== Record set ==
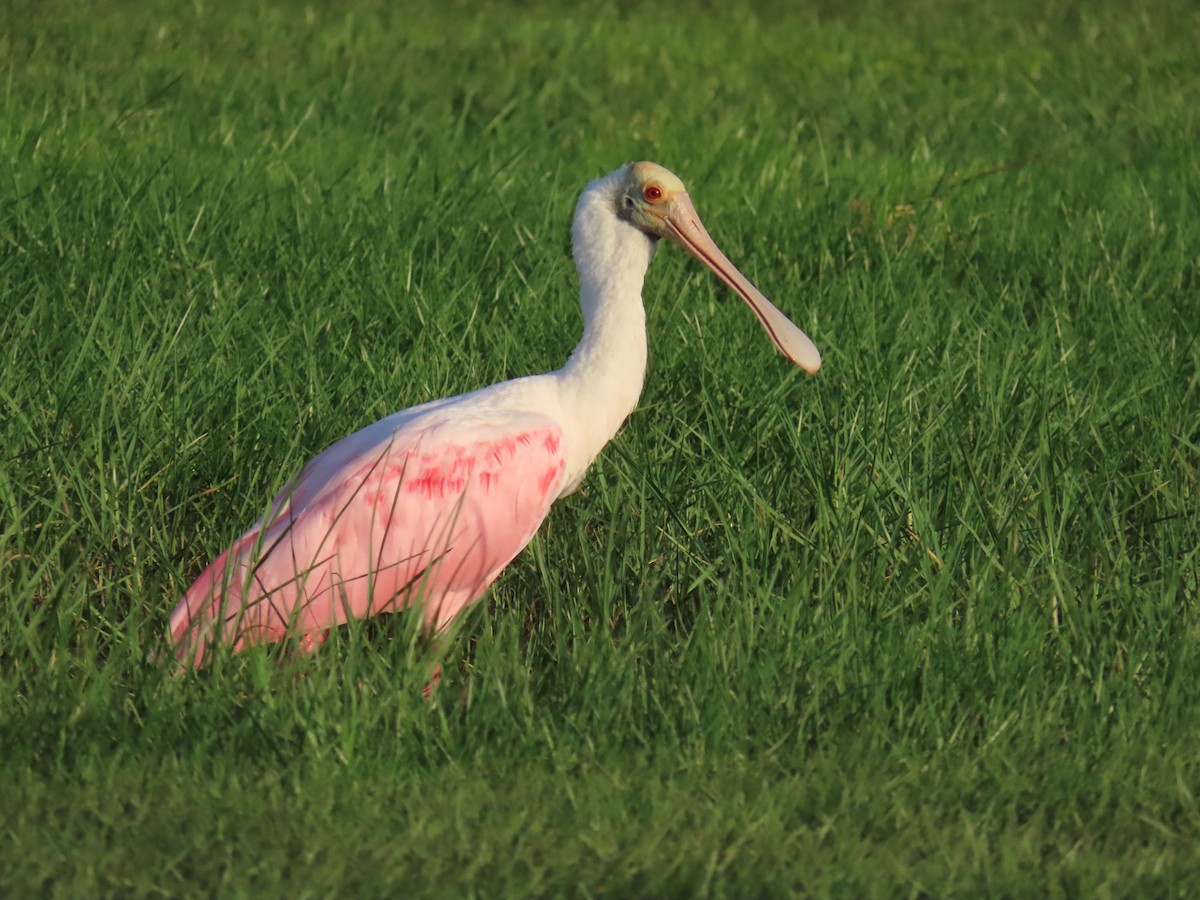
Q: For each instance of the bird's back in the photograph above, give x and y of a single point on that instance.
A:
(425, 507)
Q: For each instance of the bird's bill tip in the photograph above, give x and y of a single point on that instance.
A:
(683, 226)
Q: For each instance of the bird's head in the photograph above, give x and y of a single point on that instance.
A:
(655, 202)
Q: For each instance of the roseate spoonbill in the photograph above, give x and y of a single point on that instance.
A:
(427, 505)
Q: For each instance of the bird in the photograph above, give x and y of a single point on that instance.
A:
(426, 507)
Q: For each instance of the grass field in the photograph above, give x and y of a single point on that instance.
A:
(923, 625)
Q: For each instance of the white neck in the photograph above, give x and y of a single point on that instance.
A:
(601, 382)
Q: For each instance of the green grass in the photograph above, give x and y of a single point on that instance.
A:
(924, 625)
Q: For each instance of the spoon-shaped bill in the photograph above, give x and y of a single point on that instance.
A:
(685, 228)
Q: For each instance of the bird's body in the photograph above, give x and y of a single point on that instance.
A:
(430, 504)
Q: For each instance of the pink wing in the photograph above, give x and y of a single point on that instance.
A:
(423, 511)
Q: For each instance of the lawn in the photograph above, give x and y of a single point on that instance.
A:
(925, 624)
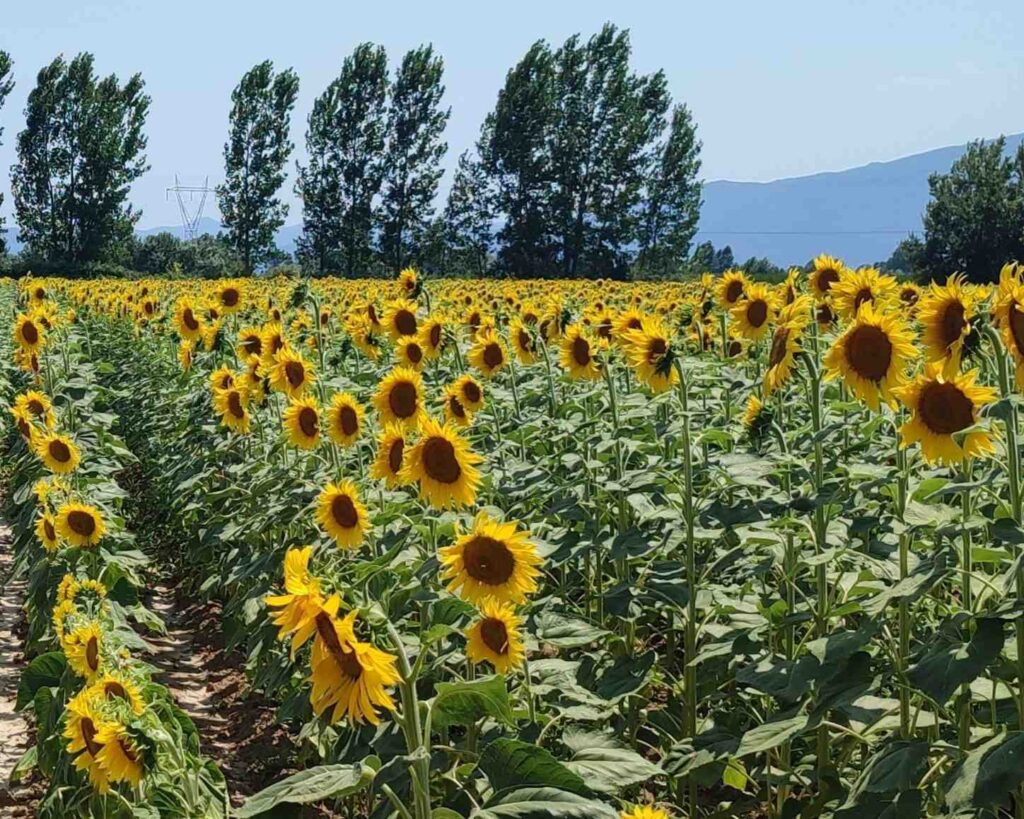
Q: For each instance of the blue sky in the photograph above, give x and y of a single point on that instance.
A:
(777, 89)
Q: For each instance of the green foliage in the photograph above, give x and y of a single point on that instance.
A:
(255, 155)
(81, 149)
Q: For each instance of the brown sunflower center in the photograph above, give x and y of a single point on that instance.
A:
(394, 455)
(81, 522)
(944, 408)
(343, 511)
(439, 461)
(488, 561)
(868, 352)
(59, 451)
(778, 346)
(581, 351)
(404, 322)
(295, 373)
(402, 399)
(952, 324)
(308, 422)
(493, 355)
(495, 635)
(348, 421)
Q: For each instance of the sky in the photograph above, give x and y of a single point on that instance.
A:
(777, 89)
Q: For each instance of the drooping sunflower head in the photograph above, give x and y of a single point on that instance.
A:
(399, 397)
(292, 374)
(344, 419)
(495, 637)
(80, 524)
(390, 457)
(443, 466)
(944, 415)
(341, 515)
(492, 560)
(58, 453)
(302, 423)
(487, 353)
(871, 355)
(860, 287)
(731, 288)
(578, 354)
(753, 315)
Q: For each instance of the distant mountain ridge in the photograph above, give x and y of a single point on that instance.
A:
(859, 214)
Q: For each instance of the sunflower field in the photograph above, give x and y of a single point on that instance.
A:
(525, 550)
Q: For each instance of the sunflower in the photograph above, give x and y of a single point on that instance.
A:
(945, 314)
(46, 530)
(443, 465)
(470, 392)
(58, 453)
(731, 288)
(348, 676)
(292, 374)
(649, 350)
(29, 334)
(863, 286)
(186, 321)
(120, 757)
(793, 319)
(302, 423)
(487, 353)
(341, 515)
(455, 410)
(399, 397)
(941, 406)
(432, 338)
(399, 318)
(36, 405)
(826, 271)
(81, 730)
(232, 406)
(578, 354)
(495, 637)
(80, 524)
(344, 419)
(409, 352)
(84, 647)
(492, 560)
(752, 316)
(871, 355)
(390, 456)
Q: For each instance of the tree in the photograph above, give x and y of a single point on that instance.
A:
(415, 148)
(81, 149)
(469, 218)
(673, 205)
(975, 220)
(513, 148)
(345, 140)
(6, 86)
(255, 155)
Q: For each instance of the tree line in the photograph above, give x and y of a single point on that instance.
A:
(584, 168)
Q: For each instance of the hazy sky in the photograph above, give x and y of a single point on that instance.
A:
(777, 89)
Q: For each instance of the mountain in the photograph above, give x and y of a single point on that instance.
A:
(859, 214)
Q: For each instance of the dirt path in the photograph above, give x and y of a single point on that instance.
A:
(14, 801)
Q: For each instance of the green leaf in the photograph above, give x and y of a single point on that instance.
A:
(510, 763)
(988, 775)
(309, 786)
(544, 803)
(44, 672)
(464, 703)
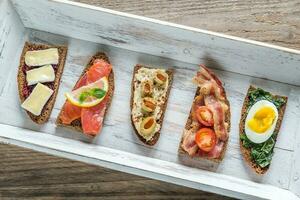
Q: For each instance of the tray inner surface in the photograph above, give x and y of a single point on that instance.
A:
(118, 133)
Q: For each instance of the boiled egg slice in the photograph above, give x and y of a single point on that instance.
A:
(261, 121)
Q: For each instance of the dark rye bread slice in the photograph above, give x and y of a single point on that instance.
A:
(21, 79)
(76, 124)
(188, 126)
(163, 107)
(245, 151)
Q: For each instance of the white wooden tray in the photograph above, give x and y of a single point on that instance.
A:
(128, 40)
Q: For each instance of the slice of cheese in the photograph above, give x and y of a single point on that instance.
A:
(40, 75)
(37, 99)
(42, 57)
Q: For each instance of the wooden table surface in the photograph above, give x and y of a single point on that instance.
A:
(26, 174)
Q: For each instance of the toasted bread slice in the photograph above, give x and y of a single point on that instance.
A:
(163, 106)
(22, 83)
(245, 151)
(76, 124)
(188, 126)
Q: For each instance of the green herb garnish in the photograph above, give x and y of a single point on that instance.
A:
(260, 94)
(262, 153)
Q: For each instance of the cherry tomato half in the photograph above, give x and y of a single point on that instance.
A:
(205, 116)
(206, 139)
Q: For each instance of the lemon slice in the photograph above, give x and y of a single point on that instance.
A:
(89, 95)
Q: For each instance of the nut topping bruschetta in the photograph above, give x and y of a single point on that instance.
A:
(39, 74)
(207, 128)
(149, 96)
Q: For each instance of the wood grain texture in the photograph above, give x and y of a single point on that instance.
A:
(26, 174)
(273, 21)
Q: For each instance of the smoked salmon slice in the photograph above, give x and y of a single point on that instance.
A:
(91, 118)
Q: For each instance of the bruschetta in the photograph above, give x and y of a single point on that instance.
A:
(88, 102)
(41, 67)
(207, 129)
(261, 118)
(149, 96)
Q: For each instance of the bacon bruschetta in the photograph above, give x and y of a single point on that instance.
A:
(207, 128)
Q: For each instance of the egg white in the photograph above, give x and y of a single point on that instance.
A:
(260, 137)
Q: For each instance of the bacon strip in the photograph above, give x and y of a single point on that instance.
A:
(211, 95)
(215, 153)
(189, 144)
(219, 117)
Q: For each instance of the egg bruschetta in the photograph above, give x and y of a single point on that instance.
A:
(88, 102)
(261, 118)
(207, 128)
(149, 96)
(39, 74)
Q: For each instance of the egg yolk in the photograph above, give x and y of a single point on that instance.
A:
(262, 120)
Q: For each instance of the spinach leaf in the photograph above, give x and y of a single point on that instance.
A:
(83, 96)
(95, 92)
(262, 153)
(98, 93)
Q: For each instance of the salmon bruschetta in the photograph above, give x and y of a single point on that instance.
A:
(207, 128)
(87, 104)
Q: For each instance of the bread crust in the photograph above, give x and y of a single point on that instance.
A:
(189, 123)
(246, 152)
(155, 138)
(76, 124)
(21, 79)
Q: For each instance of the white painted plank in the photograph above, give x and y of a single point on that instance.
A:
(11, 35)
(161, 39)
(146, 166)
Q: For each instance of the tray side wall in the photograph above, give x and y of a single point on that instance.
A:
(37, 140)
(161, 39)
(139, 165)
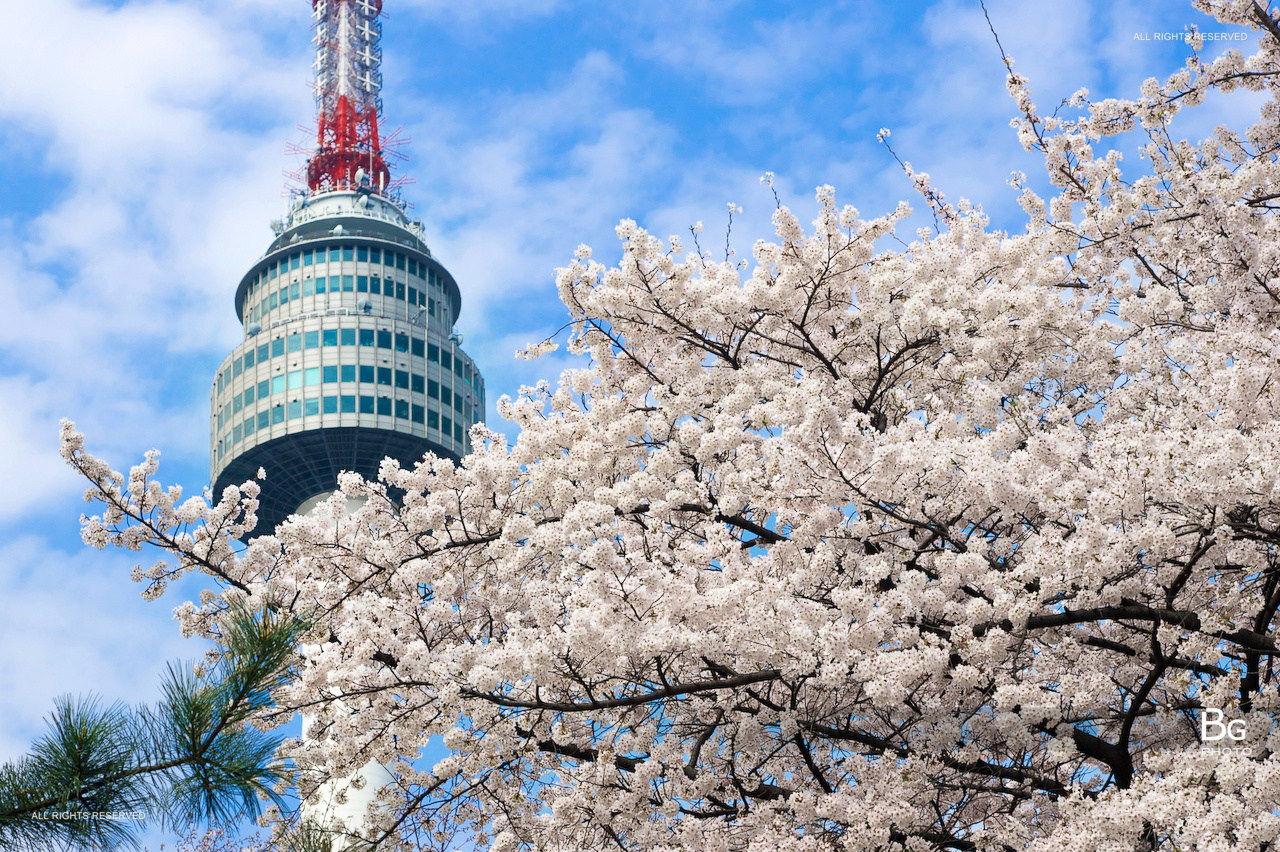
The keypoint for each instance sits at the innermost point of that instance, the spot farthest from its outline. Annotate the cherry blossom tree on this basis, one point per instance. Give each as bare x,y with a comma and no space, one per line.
856,544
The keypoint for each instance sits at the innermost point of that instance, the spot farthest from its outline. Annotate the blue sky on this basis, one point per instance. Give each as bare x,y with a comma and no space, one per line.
144,149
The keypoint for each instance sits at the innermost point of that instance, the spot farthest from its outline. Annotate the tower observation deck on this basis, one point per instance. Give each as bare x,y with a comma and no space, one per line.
348,353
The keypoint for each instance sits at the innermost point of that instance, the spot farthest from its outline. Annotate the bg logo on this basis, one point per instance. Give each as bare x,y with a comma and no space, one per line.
1215,729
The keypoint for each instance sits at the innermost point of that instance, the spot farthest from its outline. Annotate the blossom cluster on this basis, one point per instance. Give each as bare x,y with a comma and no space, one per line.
942,545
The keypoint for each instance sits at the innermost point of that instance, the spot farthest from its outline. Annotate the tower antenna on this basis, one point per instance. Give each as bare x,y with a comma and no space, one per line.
348,81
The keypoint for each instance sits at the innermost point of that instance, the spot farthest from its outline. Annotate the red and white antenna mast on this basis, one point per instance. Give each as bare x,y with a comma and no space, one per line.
348,79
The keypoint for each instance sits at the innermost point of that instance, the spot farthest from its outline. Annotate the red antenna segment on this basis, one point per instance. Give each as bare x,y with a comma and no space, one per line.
348,79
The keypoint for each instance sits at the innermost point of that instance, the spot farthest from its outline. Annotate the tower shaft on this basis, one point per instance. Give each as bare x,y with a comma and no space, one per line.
347,85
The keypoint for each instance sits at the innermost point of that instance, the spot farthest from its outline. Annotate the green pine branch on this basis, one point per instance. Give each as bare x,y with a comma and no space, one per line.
100,773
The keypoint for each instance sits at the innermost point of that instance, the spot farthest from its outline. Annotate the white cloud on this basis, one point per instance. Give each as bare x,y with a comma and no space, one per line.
71,623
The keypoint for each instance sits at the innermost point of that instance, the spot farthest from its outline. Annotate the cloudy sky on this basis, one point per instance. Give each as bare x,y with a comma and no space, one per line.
145,147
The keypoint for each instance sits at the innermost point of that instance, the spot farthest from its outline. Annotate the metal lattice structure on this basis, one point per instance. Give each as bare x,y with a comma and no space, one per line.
350,353
347,82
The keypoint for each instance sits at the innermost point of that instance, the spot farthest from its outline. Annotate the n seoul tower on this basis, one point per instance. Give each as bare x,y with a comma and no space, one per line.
348,352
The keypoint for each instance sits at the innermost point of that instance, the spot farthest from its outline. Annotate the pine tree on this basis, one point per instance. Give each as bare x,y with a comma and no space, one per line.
103,772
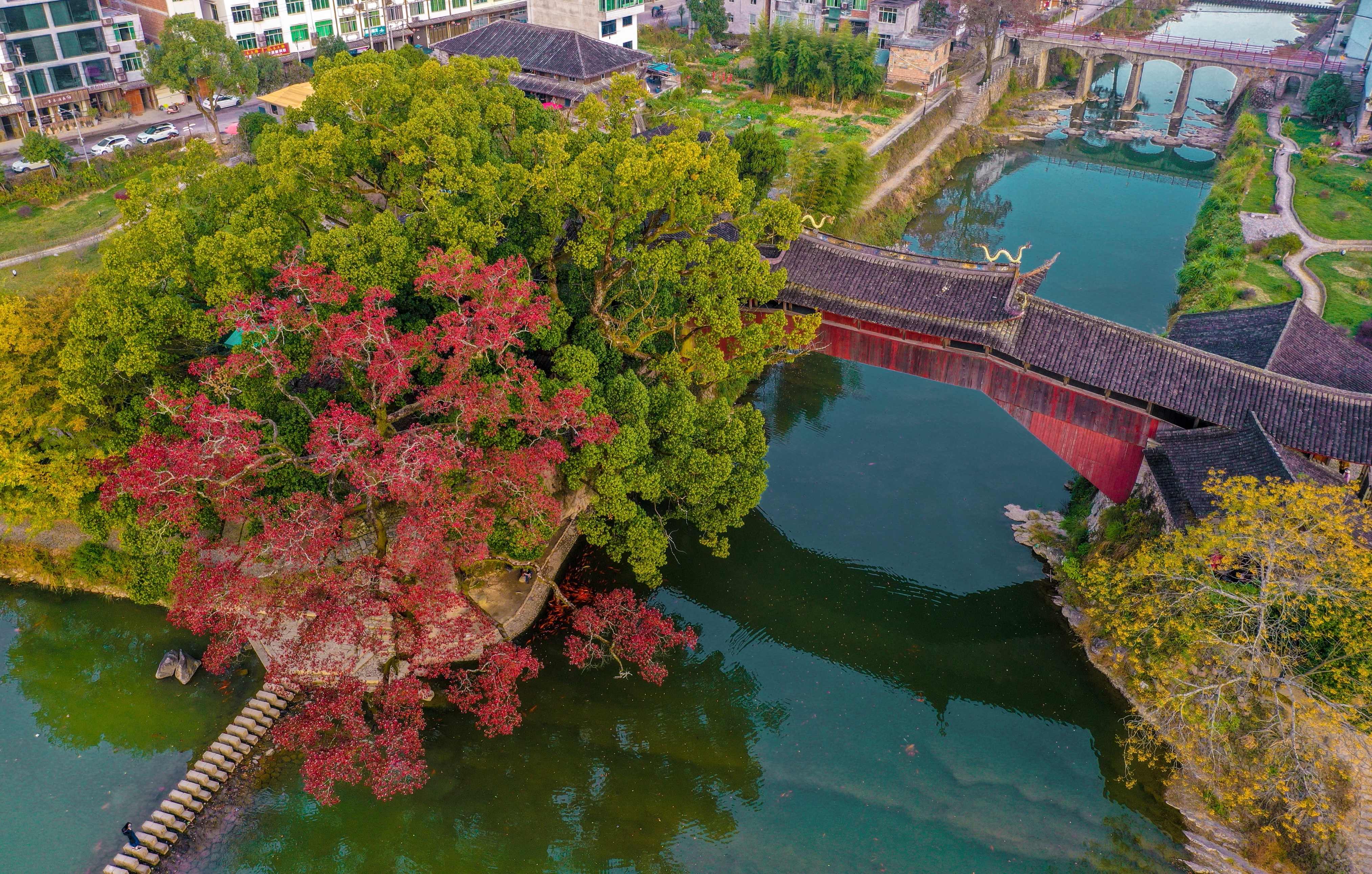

== Work request ==
The lines wanted run from the first one in the material above through the line containing "Q: For each instance of the white neck"; give them again exactly, leaving out the pictures.

== Answer to this exercise ==
Q: For each instance of the bird's back in the photograph above, give x and y of a single point on that instance.
A:
(425, 507)
Q: For each instance of the bird's bill tip in the photograph above, give x and y of a single point on that instance.
A:
(683, 226)
Q: For each instance of the bird's head in the photograph above, give x and y of a single point on that instance.
A:
(655, 202)
Q: For each instance of the roseate spoonbill in the photograph above, give x and y of a single point on that instance.
A:
(427, 505)
Q: For each instance of the bird in the photograph above, give x and y of a single point on that instance.
A:
(426, 507)
Q: For each instance of the grass field in the photograph above, give x and y of a single point on that instance.
A:
(923, 625)
Q: For each instance of the white neck in the photograph above, give x and y of a single point on that instance.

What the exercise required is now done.